# START OF Page

Knowing where people live can say a lot about them but many people just give office addresses. Some, like actor Donald Sutherland, just give an agent’s address. Mordecai Richler and his son Daniel both give “c/o McClelland & Stewart”. Gordie Howe gives no address at all.

Some people have altogether too much to say about themselves. Roberta Bondar’s trip in space has led to her receiving 22 honorary degrees in Canada together with many other awards and a whole column of special lectureships, fellowships and committee and patron appointments. The entry badly needs editing. The length of entries seems to have been left to the subjects and is no measure of their celebrity or achievement. Jean Chrétien says enough in three inches. Brian Mulroney modestly takes two. Trudeau takes six. Sculptor Elizabeth Holbrook goes over twenty inches describing all her works. If Canadian Who’s Who is ever going to bring in the large number of notable Canadians who are not in and keep the volume to a manageable size in readable print some limit on the length of entries will have to be set and the editors will have to do some editing.

Apart from the few like Catherine Callaghan, and Gordon Capital vice-chairman James Conacher, who are not prepared to say anything about themselves, there seems no reason to drop anyone. The more the merrier. Judith Anderson is a lawyer in Vancouver but nothing in her entry indicates why she should be in when perhaps two thousand other lawyers in Vancouver are not. The effort to include artists has relied too much on membership in the Royal Canadian Academy, sadly no longer the assurance of standing in the visual arts that it once was. But the book is most useful in its coverage of the more obscurely accomplished. The famous we may know well enough already or have other sources for. Several of the famous missing from Canadian Who’s Who are in The Canadian Encyclopedia: Heppner, Goldschmidt and Svend Robinson.

The book is about who is who and entries are dropped when the subject dies. Books in Canada founder Val Clery, however, is still in though he died in the fall of 1996 and this edition is sufficiently up to date to reflect at least partly the results of the June 1997 federal election. Conversely Idler magazine founder David Warren who is still alive and well and busy at the Ottawa Citizen disappeared when the Idler died in 1993. Generally people are in for life, though many stop responding when they retire.

A selection of foreign diplomats posted to Ottawa is included and there are several expatriate stars: Joni Mitchell and Neil Young; Christopher Plummer and Donald Sutherland. Oddly, Body Shop founder and C.E.O. Anita Roddick is in, apparently on the strength of her 118 shops in Canada and an honorary degree from Victoria University.

The editors must largely take the information they are provided on faith hoping that the embarrassment of published fibs will keep their subjects honest. They should however be strict about titles. David Berger, our ambassador to Israel, titles himself “His Excellency”. In accordance with diplomatic formalities he is His Excellency in Tel Aviv. In this country he is plain Mr. Berger. Not a career diplomat but for fifteen years a Liberal member of parliament, Berger may not know that. Who’s Who should. As should our man in Quito, David Adam, and our man in Brussels, Jean-Paul Hubert, both career diplomats. The couple of dozen other Canadian Ambassadors abroad, including Raymond Chrétien, do not make the same mistake.

# END OF Page
# START OF Given data

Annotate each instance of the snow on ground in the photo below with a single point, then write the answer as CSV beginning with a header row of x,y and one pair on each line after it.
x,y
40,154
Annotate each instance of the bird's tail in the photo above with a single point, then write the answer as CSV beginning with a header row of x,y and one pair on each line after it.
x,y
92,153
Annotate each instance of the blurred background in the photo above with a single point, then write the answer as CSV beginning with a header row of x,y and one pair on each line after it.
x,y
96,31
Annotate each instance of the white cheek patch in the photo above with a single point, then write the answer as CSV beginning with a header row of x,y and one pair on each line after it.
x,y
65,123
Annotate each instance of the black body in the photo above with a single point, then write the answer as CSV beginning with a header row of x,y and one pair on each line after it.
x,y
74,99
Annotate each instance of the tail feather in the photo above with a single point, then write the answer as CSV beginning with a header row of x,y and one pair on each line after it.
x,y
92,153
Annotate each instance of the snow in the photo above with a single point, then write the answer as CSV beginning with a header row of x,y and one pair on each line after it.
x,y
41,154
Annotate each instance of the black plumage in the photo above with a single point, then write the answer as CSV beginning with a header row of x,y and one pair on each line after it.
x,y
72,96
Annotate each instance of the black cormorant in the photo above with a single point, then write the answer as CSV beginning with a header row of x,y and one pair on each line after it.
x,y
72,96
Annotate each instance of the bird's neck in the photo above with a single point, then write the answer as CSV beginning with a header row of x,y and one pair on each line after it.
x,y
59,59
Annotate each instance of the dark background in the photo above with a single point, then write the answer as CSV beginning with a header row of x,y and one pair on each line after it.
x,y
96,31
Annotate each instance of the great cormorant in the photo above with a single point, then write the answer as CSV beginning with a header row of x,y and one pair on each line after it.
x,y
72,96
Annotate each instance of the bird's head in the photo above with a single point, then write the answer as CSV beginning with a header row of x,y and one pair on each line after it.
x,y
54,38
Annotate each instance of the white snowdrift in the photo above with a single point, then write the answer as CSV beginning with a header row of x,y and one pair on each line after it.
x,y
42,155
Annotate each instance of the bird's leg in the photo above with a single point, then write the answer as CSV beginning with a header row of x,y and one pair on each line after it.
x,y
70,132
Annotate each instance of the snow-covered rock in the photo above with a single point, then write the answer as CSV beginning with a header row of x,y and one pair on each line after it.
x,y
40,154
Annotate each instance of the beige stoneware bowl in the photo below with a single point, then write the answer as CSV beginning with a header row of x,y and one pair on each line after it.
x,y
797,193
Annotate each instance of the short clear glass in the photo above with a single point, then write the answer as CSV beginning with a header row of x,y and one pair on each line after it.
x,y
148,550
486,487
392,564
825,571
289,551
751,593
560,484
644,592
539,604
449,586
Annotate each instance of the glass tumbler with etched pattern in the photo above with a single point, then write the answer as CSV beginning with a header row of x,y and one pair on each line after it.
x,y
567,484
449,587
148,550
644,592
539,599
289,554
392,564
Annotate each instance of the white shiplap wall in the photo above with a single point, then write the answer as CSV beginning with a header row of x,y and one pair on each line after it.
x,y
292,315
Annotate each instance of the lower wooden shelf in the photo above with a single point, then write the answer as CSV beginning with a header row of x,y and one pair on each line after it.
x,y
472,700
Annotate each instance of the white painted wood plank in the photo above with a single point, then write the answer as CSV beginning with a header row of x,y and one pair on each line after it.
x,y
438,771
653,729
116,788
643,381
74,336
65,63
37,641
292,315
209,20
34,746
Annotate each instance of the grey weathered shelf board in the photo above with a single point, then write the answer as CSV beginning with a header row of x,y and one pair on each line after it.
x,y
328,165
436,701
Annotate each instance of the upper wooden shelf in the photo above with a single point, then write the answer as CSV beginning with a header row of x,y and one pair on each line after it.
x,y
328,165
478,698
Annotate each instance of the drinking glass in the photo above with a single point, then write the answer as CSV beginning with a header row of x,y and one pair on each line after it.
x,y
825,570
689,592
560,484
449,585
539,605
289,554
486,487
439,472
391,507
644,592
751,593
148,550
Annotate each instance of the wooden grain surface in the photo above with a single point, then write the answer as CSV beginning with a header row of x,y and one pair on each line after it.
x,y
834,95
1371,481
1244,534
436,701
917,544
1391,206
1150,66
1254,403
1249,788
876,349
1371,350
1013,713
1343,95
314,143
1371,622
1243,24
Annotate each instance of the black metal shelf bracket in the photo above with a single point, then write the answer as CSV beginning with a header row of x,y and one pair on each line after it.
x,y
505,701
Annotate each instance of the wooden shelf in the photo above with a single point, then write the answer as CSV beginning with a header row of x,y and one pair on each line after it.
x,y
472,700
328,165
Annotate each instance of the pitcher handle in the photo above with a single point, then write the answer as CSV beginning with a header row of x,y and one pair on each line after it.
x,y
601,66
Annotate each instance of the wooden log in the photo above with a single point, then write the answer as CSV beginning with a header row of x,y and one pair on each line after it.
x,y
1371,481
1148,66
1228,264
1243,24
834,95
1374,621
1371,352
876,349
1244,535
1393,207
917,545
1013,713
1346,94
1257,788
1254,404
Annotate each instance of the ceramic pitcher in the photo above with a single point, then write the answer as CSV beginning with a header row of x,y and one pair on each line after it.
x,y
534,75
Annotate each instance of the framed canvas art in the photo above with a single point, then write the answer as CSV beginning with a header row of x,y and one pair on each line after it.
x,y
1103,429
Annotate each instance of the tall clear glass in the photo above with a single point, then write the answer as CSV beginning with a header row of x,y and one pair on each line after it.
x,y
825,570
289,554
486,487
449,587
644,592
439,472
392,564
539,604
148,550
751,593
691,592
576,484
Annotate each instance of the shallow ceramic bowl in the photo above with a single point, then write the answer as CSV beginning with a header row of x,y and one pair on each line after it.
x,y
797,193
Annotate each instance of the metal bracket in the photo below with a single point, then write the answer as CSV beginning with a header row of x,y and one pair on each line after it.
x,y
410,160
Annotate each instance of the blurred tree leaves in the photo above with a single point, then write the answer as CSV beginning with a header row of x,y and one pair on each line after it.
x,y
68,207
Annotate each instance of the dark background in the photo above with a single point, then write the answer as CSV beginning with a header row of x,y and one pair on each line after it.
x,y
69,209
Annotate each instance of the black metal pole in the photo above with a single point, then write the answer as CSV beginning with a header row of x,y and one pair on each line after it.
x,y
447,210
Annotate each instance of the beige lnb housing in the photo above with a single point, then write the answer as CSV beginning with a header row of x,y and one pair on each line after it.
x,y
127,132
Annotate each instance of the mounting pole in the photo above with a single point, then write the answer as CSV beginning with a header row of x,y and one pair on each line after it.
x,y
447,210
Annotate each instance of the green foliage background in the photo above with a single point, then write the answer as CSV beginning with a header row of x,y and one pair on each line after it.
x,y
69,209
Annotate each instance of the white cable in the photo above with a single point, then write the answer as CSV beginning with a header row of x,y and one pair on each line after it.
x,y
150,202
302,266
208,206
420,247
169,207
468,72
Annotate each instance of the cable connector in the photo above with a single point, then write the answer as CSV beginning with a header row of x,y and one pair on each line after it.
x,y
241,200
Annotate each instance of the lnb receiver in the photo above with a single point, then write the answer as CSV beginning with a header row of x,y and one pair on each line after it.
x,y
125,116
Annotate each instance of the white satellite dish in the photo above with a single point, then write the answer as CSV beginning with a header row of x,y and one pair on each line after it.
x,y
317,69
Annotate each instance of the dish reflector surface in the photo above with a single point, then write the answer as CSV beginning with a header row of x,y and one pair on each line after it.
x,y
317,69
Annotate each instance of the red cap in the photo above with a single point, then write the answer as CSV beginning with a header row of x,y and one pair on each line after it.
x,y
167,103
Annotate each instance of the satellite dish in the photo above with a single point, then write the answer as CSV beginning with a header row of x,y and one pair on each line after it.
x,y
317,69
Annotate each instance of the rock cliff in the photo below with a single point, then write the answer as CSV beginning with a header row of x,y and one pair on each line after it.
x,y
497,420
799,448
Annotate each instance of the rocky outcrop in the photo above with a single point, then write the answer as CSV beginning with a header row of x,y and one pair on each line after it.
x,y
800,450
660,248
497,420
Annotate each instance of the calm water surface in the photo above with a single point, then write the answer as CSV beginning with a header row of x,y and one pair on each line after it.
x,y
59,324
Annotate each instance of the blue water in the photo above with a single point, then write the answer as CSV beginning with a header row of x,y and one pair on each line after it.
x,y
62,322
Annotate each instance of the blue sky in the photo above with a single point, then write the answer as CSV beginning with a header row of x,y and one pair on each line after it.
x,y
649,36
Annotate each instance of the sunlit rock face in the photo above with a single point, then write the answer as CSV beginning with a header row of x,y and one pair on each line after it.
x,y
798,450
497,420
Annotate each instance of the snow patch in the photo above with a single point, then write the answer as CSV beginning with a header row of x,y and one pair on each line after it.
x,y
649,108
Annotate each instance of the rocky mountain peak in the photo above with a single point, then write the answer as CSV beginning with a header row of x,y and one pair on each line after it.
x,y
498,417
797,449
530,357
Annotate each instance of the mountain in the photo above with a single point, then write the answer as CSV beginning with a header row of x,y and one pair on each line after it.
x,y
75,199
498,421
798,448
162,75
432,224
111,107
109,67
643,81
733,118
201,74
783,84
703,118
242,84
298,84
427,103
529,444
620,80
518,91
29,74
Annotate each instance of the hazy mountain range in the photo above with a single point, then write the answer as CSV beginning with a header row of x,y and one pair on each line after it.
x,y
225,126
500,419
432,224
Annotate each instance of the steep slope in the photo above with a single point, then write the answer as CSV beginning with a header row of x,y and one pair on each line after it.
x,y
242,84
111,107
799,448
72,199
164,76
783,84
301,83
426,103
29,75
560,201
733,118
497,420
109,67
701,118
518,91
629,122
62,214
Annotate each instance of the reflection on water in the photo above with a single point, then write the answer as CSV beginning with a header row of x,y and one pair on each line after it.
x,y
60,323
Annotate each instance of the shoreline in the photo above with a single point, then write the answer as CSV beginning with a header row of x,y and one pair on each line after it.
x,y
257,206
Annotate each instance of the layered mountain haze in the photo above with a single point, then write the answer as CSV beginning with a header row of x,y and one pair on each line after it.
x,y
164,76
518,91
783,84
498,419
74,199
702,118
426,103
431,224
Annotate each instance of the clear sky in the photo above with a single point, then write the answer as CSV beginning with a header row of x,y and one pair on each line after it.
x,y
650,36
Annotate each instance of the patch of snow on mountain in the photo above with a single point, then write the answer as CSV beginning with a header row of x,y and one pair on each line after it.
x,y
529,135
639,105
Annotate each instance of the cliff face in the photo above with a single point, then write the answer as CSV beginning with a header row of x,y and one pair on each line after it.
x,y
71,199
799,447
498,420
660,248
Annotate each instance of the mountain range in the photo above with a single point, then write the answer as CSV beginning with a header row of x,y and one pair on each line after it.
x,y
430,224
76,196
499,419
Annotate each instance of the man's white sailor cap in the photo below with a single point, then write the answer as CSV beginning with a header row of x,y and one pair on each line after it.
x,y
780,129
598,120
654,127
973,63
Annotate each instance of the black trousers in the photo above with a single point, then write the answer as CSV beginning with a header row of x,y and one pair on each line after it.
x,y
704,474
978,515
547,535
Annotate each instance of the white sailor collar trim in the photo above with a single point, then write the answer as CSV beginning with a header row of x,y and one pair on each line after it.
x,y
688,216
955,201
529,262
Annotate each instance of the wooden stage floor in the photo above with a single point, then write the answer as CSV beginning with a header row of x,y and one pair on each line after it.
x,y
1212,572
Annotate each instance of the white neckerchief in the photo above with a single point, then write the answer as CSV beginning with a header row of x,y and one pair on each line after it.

# END OF Given data

[Things to do]:
1: Condense the paragraph beginning "The book is about who is who" in the text on Canadian Who's Who into a short list that keeps its main facts.
2: Answer these from the text on Canadian Who's Who, one line each:
(a) How many honorary degrees in Canada has Roberta Bondar received?
(b) How many shops in Canada does Anita Roddick have?
(c) In what year did the Idler die?

[Solutions below]:
1:
- Entries are dropped when the subject dies.
- Yet Books in Canada founder Val Clery is still in, though he died in the fall of 1996, and this edition partly reflects the June 1997 federal election.
- Idler founder David Warren, alive and working at the Ottawa Citizen, vanished when the Idler died in 1993.
- Most people stay in for life, though many stop responding once they retire.

2:
(a) 22
(b) 118
(c) 1993